— start GIVEN RECORDS —

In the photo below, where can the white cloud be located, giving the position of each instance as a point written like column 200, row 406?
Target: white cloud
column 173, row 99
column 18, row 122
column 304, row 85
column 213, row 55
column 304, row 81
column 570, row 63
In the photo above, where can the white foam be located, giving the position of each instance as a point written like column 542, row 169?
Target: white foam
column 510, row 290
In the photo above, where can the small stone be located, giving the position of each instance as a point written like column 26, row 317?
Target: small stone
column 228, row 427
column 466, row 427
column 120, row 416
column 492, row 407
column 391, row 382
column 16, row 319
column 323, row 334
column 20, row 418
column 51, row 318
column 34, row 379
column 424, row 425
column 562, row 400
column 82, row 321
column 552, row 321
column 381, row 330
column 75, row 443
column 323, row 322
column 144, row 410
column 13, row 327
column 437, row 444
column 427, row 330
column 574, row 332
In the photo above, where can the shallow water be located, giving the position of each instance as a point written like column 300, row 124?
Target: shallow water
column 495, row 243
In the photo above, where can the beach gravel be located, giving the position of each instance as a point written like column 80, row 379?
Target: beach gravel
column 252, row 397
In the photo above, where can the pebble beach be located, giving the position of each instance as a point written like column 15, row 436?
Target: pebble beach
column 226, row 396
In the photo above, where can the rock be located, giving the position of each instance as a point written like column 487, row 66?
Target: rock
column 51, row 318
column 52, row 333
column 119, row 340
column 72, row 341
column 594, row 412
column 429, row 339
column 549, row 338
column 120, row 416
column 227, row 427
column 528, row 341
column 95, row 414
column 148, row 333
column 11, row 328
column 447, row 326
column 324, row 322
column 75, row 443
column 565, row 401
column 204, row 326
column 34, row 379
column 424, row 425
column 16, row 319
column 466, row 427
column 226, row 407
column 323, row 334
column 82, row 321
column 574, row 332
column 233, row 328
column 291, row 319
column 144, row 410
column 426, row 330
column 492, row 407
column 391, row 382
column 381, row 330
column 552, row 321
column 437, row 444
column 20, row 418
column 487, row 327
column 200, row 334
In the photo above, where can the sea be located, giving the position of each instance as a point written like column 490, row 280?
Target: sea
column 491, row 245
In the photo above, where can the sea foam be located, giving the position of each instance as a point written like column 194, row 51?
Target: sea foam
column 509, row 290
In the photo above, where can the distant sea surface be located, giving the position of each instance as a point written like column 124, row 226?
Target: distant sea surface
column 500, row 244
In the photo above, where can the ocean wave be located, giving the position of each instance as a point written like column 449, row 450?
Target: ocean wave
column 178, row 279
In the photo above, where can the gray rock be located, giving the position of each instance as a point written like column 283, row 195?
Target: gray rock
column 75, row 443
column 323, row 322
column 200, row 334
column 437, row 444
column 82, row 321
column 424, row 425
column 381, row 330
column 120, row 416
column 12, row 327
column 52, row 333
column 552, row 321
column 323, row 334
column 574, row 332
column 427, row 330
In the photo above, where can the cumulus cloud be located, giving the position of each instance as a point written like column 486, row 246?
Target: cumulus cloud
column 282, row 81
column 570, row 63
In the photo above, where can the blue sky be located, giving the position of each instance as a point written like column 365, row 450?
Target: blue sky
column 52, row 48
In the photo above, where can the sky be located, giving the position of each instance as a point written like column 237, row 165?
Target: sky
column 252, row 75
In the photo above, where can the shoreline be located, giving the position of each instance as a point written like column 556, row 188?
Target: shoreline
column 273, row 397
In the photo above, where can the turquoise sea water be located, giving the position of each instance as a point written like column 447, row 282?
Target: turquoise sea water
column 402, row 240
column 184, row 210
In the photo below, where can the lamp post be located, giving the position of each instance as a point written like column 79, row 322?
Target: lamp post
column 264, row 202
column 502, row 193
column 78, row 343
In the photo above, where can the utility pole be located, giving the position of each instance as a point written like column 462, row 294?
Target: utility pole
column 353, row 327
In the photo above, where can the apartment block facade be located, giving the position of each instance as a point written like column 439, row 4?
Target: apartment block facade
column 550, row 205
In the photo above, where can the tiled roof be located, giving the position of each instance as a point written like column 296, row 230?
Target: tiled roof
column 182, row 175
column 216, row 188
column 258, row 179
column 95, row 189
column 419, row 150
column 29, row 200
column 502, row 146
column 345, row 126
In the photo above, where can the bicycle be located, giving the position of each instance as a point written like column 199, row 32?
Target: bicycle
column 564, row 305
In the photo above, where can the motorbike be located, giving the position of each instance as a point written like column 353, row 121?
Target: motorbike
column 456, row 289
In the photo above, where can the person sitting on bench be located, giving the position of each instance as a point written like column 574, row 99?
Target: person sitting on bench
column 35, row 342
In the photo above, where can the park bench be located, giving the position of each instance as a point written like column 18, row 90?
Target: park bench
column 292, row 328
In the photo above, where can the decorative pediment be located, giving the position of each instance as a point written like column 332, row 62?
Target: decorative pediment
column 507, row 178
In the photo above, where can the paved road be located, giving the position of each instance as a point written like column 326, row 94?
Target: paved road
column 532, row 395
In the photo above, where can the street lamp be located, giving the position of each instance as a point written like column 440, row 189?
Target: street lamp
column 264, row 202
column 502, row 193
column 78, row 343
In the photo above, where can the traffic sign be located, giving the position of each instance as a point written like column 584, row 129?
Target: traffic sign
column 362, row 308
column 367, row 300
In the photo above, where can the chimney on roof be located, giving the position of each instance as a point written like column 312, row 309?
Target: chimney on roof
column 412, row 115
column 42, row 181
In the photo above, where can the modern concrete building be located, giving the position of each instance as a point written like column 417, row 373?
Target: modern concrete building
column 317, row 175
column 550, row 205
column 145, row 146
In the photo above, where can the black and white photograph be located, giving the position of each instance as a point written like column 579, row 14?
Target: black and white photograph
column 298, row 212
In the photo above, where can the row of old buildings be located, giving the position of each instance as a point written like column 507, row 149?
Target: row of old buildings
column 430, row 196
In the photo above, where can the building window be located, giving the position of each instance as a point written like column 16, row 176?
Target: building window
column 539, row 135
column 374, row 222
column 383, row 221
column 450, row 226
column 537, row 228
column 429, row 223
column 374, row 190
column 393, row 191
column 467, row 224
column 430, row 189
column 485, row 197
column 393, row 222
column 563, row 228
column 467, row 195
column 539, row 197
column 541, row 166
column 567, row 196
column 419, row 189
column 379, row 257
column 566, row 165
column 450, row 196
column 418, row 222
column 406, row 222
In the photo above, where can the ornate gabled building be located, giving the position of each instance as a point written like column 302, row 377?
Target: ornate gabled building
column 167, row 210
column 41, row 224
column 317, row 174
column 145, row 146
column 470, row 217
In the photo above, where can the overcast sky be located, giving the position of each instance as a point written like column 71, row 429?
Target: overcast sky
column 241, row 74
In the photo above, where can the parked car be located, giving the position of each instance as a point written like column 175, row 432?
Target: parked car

— end GIVEN RECORDS —

## WHAT YOU HAVE TO DO
Write out all the entries above again, substituting "occurrence" for every "instance" and leaving everything else as it is.

## EXERCISE SOLUTION
In the photo below, where can the white cloud be located, giving the position of each occurrence as a point written like column 200, row 406?
Target: white cloud
column 173, row 99
column 18, row 122
column 304, row 85
column 213, row 55
column 304, row 81
column 570, row 63
In the photo above, where can the white foam be located, giving the position of each occurrence as a point written like column 542, row 169?
Target: white foam
column 510, row 290
In the photo above, where can the small stone be located, giving the position of each occurrence as a point written like column 26, row 317?
Target: small stone
column 228, row 427
column 466, row 427
column 120, row 416
column 492, row 407
column 391, row 382
column 16, row 319
column 323, row 334
column 20, row 418
column 51, row 318
column 34, row 379
column 424, row 425
column 562, row 400
column 82, row 321
column 552, row 321
column 381, row 330
column 75, row 443
column 323, row 322
column 144, row 410
column 13, row 327
column 437, row 444
column 427, row 330
column 574, row 332
In the photo above, where can the shallow water be located, giving the position of each occurrence as a point written like column 300, row 124?
Target: shallow water
column 495, row 243
In the photo above, where can the beach gravel be located, giving the position of each occurrence as a point written like column 80, row 379?
Target: beach gravel
column 252, row 397
In the photo above, where can the pebble beach be located, giving the position of each occurrence as a point written like column 15, row 436?
Target: pebble beach
column 226, row 396
In the photo above, where can the rock be located, giving the position of each occurrence as a point written like column 487, row 66?
Target: rock
column 51, row 318
column 52, row 333
column 119, row 340
column 72, row 341
column 594, row 412
column 429, row 339
column 549, row 338
column 120, row 416
column 227, row 427
column 528, row 341
column 95, row 414
column 148, row 333
column 11, row 328
column 447, row 326
column 324, row 322
column 75, row 443
column 565, row 401
column 204, row 326
column 34, row 379
column 424, row 425
column 16, row 319
column 466, row 427
column 226, row 407
column 323, row 334
column 82, row 321
column 574, row 332
column 233, row 328
column 291, row 319
column 144, row 410
column 426, row 330
column 492, row 407
column 391, row 382
column 381, row 330
column 552, row 321
column 437, row 444
column 20, row 418
column 487, row 327
column 200, row 334
In the photo above, where can the sea be located, giving the position of each occurrence as a point written like column 490, row 280?
Target: sea
column 491, row 245
In the photo above, where can the sea foam be located, giving the position of each occurrence as a point written like column 194, row 51?
Target: sea foam
column 509, row 290
In the photo above, where can the distant sea surface be located, giving the position of each occurrence as a point written like column 124, row 226?
Target: distant sea surface
column 500, row 244
In the photo above, where can the ocean wave be located, giving the position of each occurrence as a point written like column 449, row 450?
Target: ocean wave
column 178, row 279
In the photo above, where can the gray rock be located, giving the position of each occurrence as a point written like column 283, row 195?
Target: gray rock
column 75, row 443
column 323, row 322
column 200, row 334
column 437, row 444
column 82, row 321
column 424, row 425
column 381, row 330
column 120, row 416
column 12, row 327
column 52, row 333
column 552, row 321
column 323, row 334
column 574, row 332
column 427, row 330
In the photo above, where can the cumulus cloud be located, giving the position of each occurrence as a point written like column 486, row 246?
Target: cumulus cloud
column 282, row 81
column 570, row 63
In the photo above, where can the blue sky be located, giving the position of each occurrence as a point written like column 365, row 450?
Target: blue sky
column 52, row 48
In the photo above, where can the sky be located, giving the position of each occurrence as a point written like column 237, row 165?
Target: sky
column 252, row 75
In the photo above, where can the shoreline be located, giving the position of each occurrence as a point written like column 556, row 188?
Target: shoreline
column 273, row 397
In the photo above, where can the turquoise sea water be located, giving the position of each occurrence as a point written like column 447, row 282?
Target: turquoise sea water
column 402, row 240
column 184, row 210
In the photo below, where can the lamp post be located, giving the position of each occurrence as a point written like column 79, row 322?
Target: lamp post
column 264, row 202
column 502, row 193
column 78, row 343
In the photo above, where can the utility pole be located, giving the position of each occurrence as a point written like column 462, row 294?
Target: utility pole
column 353, row 327
In the photo above, where can the apartment block facade be located, giving the position of each occurrence as a point written like column 439, row 4?
Target: apartment block facade
column 550, row 205
In the photo above, where can the tiled roof be located, giving the position of each occurrence as a point written like column 296, row 230?
Target: tiled roof
column 182, row 175
column 216, row 188
column 258, row 179
column 95, row 189
column 419, row 150
column 29, row 200
column 502, row 146
column 345, row 126
In the photo above, where can the bicycle be located, giving the position of each occurrence as a point written like column 199, row 32?
Target: bicycle
column 564, row 305
In the photo above, where can the motorbike be located, giving the position of each occurrence as a point written like column 353, row 121?
Target: motorbike
column 456, row 289
In the photo above, where can the person sitting on bench be located, giving the position of each occurrence as a point written like column 574, row 99?
Target: person sitting on bench
column 35, row 342
In the photo above, where can the park bench be located, giving the position of each occurrence as a point written like column 18, row 90?
Target: park bench
column 292, row 328
In the photo above, where can the decorative pediment be located, giving the position of each occurrence as a point written like column 332, row 62?
Target: decorative pediment
column 507, row 178
In the photo above, where can the paved road be located, giving the position of each occurrence as a point written like column 326, row 94?
Target: paved road
column 532, row 395
In the photo above, where can the street lamp be located, giving the position of each occurrence as a point written like column 440, row 189?
Target: street lamp
column 264, row 202
column 502, row 193
column 78, row 343
In the photo above, where can the traffic sign be located, giving the position of each occurrence as a point written like column 584, row 129?
Target: traffic sign
column 362, row 308
column 367, row 300
In the photo above, where can the chimney on roof be located, giving the position of each occurrence as a point written like column 312, row 309?
Target: chimney on roof
column 412, row 115
column 42, row 181
In the photo above, where can the modern concrete building be located, giving the position of each occurrence as a point written like column 417, row 373?
Target: modern concrete building
column 317, row 175
column 550, row 205
column 145, row 146
In the photo above, where can the black and white photograph be located, giving the position of each occurrence as a point written like column 579, row 14?
Target: black and white photograph
column 298, row 212
In the photo above, where can the row of old buildings be located, giving the position of each occurrence as a point written like column 507, row 149?
Target: row of old buildings
column 430, row 196
In the photo above, where can the building window be located, giving the position of each occurrence as a point written like column 16, row 176?
Target: building window
column 539, row 135
column 374, row 222
column 383, row 221
column 450, row 226
column 537, row 228
column 429, row 223
column 374, row 190
column 393, row 191
column 467, row 224
column 430, row 189
column 485, row 197
column 393, row 222
column 563, row 228
column 467, row 195
column 539, row 197
column 541, row 166
column 567, row 196
column 419, row 189
column 379, row 257
column 566, row 165
column 450, row 196
column 418, row 222
column 406, row 222
In the photo above, where can the ornate gabled building be located, giving the position of each occurrence as a point written like column 302, row 377?
Target: ornate gabled building
column 167, row 210
column 41, row 224
column 317, row 174
column 145, row 146
column 470, row 217
In the photo above, where can the overcast sky be located, giving the position of each occurrence as a point written like column 71, row 429?
Target: overcast sky
column 241, row 74
In the photo above, where can the parked car be located, giving the position of each occurrence as a point written like column 175, row 432?
Target: parked car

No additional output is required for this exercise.